Wherever a surface occurs in the connective tissues it is generally covered by a single layer of thin cells with a characteristic outline, which can only be made visible by staining the intervening cement substance with silver nitrate. This tissue, which forms the immediate lining of all vessels and spaces developed in the tissues arising from the mesoblast, is called endothelium, in contradistinction to the epithelium developed from the epi- and hypo-blast.

Section through ossifying cartilage and young bone.

Fig. 34. Section through ossifying cartilage and young bone. (Cadiat).

a. Cartilage cells.

b. Degenerating cartilage cells.

c. Cell space, empty.

d. Spiculae of calcareous deposit.

e. Blood corpuscles.

f. Osteoblasts.

g. Ditto, of periosteum. h. Bone cells.

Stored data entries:
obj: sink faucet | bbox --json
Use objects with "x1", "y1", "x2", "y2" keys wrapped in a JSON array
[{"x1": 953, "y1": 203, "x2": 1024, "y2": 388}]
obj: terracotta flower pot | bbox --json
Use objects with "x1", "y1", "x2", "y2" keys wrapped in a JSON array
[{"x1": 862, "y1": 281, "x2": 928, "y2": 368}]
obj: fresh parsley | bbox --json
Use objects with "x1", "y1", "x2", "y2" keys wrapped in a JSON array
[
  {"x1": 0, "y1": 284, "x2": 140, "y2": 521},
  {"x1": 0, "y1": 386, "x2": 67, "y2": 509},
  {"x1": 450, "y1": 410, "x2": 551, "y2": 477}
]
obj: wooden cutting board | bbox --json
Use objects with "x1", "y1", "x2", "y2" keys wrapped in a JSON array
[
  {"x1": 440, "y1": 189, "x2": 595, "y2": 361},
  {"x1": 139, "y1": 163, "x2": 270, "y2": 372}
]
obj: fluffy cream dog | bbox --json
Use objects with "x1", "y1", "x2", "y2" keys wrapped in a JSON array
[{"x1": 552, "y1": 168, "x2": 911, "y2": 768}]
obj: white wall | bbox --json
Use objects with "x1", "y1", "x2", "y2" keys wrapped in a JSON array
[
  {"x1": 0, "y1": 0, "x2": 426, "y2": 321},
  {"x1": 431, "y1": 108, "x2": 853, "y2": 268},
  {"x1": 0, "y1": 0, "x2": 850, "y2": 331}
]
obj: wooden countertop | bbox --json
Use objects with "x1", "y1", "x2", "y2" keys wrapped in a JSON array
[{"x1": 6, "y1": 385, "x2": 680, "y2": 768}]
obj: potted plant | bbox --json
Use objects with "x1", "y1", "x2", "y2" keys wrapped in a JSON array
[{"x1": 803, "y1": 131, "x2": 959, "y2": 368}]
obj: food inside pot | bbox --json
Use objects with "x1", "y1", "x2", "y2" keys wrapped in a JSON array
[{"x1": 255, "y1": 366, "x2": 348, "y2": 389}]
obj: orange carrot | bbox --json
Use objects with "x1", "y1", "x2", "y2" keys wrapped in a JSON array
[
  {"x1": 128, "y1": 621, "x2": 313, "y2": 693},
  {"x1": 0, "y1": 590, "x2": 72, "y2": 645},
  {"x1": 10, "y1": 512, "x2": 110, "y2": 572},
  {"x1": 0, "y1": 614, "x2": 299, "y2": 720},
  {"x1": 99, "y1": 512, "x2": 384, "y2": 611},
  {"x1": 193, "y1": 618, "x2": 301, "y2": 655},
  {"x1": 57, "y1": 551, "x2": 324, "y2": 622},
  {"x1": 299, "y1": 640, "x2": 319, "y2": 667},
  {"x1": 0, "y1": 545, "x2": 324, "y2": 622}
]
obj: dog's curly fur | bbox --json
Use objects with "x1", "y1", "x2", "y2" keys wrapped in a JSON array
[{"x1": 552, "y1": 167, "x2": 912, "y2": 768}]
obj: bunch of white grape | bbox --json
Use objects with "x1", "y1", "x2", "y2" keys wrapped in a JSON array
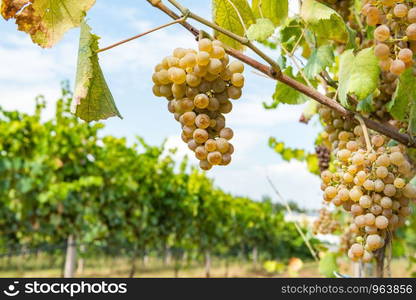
[
  {"x1": 152, "y1": 38, "x2": 244, "y2": 170},
  {"x1": 320, "y1": 108, "x2": 416, "y2": 262},
  {"x1": 362, "y1": 0, "x2": 416, "y2": 75}
]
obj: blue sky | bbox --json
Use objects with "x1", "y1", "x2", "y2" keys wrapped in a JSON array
[{"x1": 0, "y1": 0, "x2": 321, "y2": 208}]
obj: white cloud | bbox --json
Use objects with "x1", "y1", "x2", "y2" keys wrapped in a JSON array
[
  {"x1": 100, "y1": 29, "x2": 195, "y2": 75},
  {"x1": 208, "y1": 161, "x2": 322, "y2": 208}
]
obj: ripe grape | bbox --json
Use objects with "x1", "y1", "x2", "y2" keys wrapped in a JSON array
[
  {"x1": 227, "y1": 86, "x2": 242, "y2": 99},
  {"x1": 195, "y1": 114, "x2": 211, "y2": 129},
  {"x1": 393, "y1": 4, "x2": 409, "y2": 18},
  {"x1": 220, "y1": 127, "x2": 234, "y2": 140},
  {"x1": 374, "y1": 25, "x2": 390, "y2": 42},
  {"x1": 193, "y1": 128, "x2": 208, "y2": 144},
  {"x1": 397, "y1": 48, "x2": 413, "y2": 63},
  {"x1": 366, "y1": 6, "x2": 380, "y2": 26},
  {"x1": 406, "y1": 23, "x2": 416, "y2": 41},
  {"x1": 228, "y1": 61, "x2": 244, "y2": 73},
  {"x1": 199, "y1": 160, "x2": 212, "y2": 171},
  {"x1": 374, "y1": 43, "x2": 390, "y2": 60},
  {"x1": 194, "y1": 94, "x2": 209, "y2": 109},
  {"x1": 231, "y1": 73, "x2": 244, "y2": 88},
  {"x1": 198, "y1": 38, "x2": 212, "y2": 52},
  {"x1": 207, "y1": 58, "x2": 223, "y2": 75},
  {"x1": 195, "y1": 146, "x2": 208, "y2": 160},
  {"x1": 407, "y1": 7, "x2": 416, "y2": 23},
  {"x1": 207, "y1": 151, "x2": 222, "y2": 165}
]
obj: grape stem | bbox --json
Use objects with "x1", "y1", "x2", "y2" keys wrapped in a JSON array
[
  {"x1": 267, "y1": 176, "x2": 319, "y2": 262},
  {"x1": 147, "y1": 0, "x2": 416, "y2": 148},
  {"x1": 95, "y1": 16, "x2": 186, "y2": 53},
  {"x1": 355, "y1": 115, "x2": 374, "y2": 153}
]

Things to do -
1. In the histology excerpt, what name is given to the tissue forming the immediate lining of all vessels and spaces developed in tissues arising from the mesoblast?
2. Reproduce the histology excerpt starting at "Fig. 34. Section" and ending at "of calcareous deposit.".
3. According to the histology excerpt, why is the lining tissue called endothelium rather than epithelium?

Set of answers -
1. It is called endothelium.

2.
Fig. 34. Section through ossifying cartilage and young bone. (Cadiat).

a. Cartilage cells.

b. Degenerating cartilage cells.

c. Cell space, empty.

d. Spiculae of calcareous deposit.

3. This tissue lines the vessels and spaces that develop in tissues arising from the mesoblast. The name endothelium distinguishes it from epithelium, which develops from the epiblast and hypoblast.